Can you update the listing below so that every "workspace" becomes "scene", with nothing else changed?

Dataset entries
..............................
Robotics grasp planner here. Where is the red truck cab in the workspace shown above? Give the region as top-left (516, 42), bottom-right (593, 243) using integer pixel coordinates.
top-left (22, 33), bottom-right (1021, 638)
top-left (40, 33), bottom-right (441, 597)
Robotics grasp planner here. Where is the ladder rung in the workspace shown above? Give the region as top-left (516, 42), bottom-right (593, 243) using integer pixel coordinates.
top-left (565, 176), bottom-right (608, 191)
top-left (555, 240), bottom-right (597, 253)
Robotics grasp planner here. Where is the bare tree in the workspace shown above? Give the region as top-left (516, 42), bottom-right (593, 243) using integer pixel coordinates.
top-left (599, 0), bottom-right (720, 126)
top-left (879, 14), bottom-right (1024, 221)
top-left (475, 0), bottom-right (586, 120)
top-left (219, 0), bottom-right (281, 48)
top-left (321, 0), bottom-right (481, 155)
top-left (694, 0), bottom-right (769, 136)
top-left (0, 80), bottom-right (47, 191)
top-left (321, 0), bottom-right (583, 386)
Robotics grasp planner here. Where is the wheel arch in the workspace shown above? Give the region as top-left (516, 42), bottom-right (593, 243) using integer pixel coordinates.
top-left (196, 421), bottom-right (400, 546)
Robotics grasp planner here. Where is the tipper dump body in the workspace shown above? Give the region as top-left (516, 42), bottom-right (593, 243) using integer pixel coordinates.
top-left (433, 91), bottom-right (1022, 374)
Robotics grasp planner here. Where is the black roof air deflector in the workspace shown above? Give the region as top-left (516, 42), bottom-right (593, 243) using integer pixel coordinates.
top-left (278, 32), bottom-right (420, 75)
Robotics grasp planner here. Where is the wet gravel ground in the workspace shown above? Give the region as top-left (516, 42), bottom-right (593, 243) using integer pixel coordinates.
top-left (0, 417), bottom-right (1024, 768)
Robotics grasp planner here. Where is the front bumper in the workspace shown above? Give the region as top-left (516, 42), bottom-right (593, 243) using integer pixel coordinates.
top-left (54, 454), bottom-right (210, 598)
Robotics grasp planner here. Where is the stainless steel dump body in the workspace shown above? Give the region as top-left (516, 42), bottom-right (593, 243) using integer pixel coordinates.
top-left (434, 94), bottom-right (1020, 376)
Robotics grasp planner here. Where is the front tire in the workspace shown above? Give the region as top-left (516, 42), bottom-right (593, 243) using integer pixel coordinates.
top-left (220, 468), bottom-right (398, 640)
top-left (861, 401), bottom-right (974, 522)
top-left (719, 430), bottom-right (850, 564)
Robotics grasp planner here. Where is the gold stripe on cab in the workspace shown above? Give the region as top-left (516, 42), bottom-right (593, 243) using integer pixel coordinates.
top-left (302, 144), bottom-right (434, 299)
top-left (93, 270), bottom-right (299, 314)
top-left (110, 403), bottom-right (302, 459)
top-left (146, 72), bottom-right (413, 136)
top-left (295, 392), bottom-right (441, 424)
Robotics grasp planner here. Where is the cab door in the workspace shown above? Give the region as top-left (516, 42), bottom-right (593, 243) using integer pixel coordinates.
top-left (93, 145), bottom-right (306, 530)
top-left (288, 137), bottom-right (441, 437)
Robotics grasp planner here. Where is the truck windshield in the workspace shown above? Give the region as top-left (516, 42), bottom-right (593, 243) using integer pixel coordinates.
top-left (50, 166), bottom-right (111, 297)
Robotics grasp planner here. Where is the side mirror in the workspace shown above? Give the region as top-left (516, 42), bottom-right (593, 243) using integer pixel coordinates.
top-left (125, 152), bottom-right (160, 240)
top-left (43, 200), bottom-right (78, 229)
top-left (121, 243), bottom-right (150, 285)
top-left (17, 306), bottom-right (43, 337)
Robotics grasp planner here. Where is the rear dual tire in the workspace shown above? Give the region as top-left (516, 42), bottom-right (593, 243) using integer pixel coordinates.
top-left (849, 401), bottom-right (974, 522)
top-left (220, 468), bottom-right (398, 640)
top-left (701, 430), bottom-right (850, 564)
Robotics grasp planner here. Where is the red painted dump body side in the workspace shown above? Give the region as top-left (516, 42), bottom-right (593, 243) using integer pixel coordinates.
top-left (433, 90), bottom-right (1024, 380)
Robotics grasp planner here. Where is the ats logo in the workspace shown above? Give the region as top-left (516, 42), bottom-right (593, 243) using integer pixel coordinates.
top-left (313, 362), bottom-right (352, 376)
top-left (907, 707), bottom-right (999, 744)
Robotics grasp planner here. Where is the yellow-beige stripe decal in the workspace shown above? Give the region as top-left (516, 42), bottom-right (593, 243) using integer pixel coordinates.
..............................
• _ANSWER TO THE EXERCISE_:
Robotics grasp planner here. Where is the red truck cab in the scene shown above? Give the region as top-left (516, 42), bottom-right (593, 243) using integer pixel coordinates.
top-left (22, 33), bottom-right (1021, 638)
top-left (40, 33), bottom-right (441, 597)
Robotics grasp planner here. Where is the ladder rung in the scene shown above? Give the region as top-left (516, 42), bottom-right (593, 243) using integer pixel coordinates.
top-left (565, 176), bottom-right (608, 191)
top-left (555, 240), bottom-right (597, 253)
Robotics grasp planner here. Where is the bare tree in the scene shown above? Give the region as top-left (516, 42), bottom-right (593, 243) using integer pixel coordinates.
top-left (599, 0), bottom-right (720, 126)
top-left (879, 14), bottom-right (1024, 221)
top-left (475, 0), bottom-right (586, 120)
top-left (219, 0), bottom-right (281, 48)
top-left (321, 0), bottom-right (481, 155)
top-left (694, 0), bottom-right (769, 136)
top-left (0, 80), bottom-right (47, 191)
top-left (321, 0), bottom-right (583, 386)
Robotics grasp planner here. Where is the wheel arch in the scene shown above? Give the region as top-left (516, 42), bottom-right (593, 243) using integer pixel coordinates.
top-left (196, 421), bottom-right (400, 546)
Robotics grasp planner here. Where is the tipper dump body in the scene shown above? Give the region as top-left (516, 42), bottom-right (593, 243) using integer pixel coordinates.
top-left (433, 91), bottom-right (1022, 374)
Robotics grasp planner here. Where is the black roof air deflector in the scene shown above? Give the region as top-left (516, 42), bottom-right (593, 243) using integer pixel coordinates.
top-left (278, 32), bottom-right (420, 75)
Robotics grasp planner here. Where is the wet gravel ground in the scene shown above? Give the region as top-left (516, 42), bottom-right (593, 243) using integer pixel coordinates.
top-left (0, 417), bottom-right (1024, 768)
Robotics grasp planner here. Where is the front bumper in the scene shown above? Give the region as top-left (516, 42), bottom-right (593, 243) using integer pixel coordinates.
top-left (54, 454), bottom-right (210, 598)
Robotics grasp planner here. Where is the stainless steel dump body in the scene shown above? Give the region as top-left (516, 42), bottom-right (593, 243) using integer pixel coordinates.
top-left (434, 94), bottom-right (1020, 376)
Robotics grasp planner here. Where is the front tire in the scene shown above? Give the region as top-left (516, 42), bottom-right (593, 243) using integer pixel coordinates.
top-left (220, 468), bottom-right (398, 640)
top-left (861, 401), bottom-right (974, 522)
top-left (719, 430), bottom-right (850, 564)
Robotics grasp planner here. Where is the gold stripe on cab in the scene shown above? Give the region as top-left (516, 42), bottom-right (593, 243) using integer pixel coordinates.
top-left (302, 144), bottom-right (434, 299)
top-left (93, 270), bottom-right (299, 314)
top-left (110, 403), bottom-right (302, 459)
top-left (146, 72), bottom-right (413, 136)
top-left (295, 392), bottom-right (441, 424)
Robotics grasp planner here. Where is the cab door in the scene shown above? Give the region as top-left (516, 42), bottom-right (593, 243) using integer pixel coordinates.
top-left (93, 145), bottom-right (306, 530)
top-left (288, 137), bottom-right (441, 437)
Robotics grasp planner here. Where is the truck windshield in the scene shown above? Give the region as top-left (516, 42), bottom-right (593, 243) using integer pixel coordinates.
top-left (50, 166), bottom-right (111, 297)
Robotics grasp planner here. Where is the side mirror in the scene shown above? Give the region as top-left (516, 42), bottom-right (593, 243) using integer pixel coordinates.
top-left (125, 152), bottom-right (160, 240)
top-left (43, 200), bottom-right (78, 229)
top-left (121, 243), bottom-right (150, 285)
top-left (17, 306), bottom-right (43, 337)
Robotics grasp planner here. Where is the rear dual tire in the scene shown above? Give the region as top-left (516, 42), bottom-right (593, 243) using integer pixel coordinates.
top-left (849, 401), bottom-right (974, 522)
top-left (220, 468), bottom-right (398, 640)
top-left (701, 430), bottom-right (850, 564)
Robotics grasp planner here. Where is the red painted dump body side in the scene shown above? Give the region as top-left (516, 42), bottom-right (593, 243) using integer pixel coordinates.
top-left (433, 90), bottom-right (1024, 380)
Robotics grasp planner here. Where is the ats logo in the scene shown above? Give the region as top-left (516, 42), bottom-right (593, 243) using integer pixel coordinates.
top-left (313, 362), bottom-right (352, 376)
top-left (907, 707), bottom-right (999, 744)
Robotics grasp planner here. Where is the yellow-beige stripe decal in the scene shown above? Give the region as top-left (516, 42), bottom-right (593, 243) using integer pixel coordinates.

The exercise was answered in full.